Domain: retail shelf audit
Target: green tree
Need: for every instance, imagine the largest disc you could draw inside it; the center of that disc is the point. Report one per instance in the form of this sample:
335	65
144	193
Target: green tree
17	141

Problem to work on ▸ Please reproduce every line of the records above, character for character.

Task output ▸
Domain: retail shelf audit
Target: green tree
Need: for every instance, imagine the largest disc you could draw inside it; the center of that disc is the point. Report one per instance in the form of this sample:
335	65
144	193
Target: green tree
17	141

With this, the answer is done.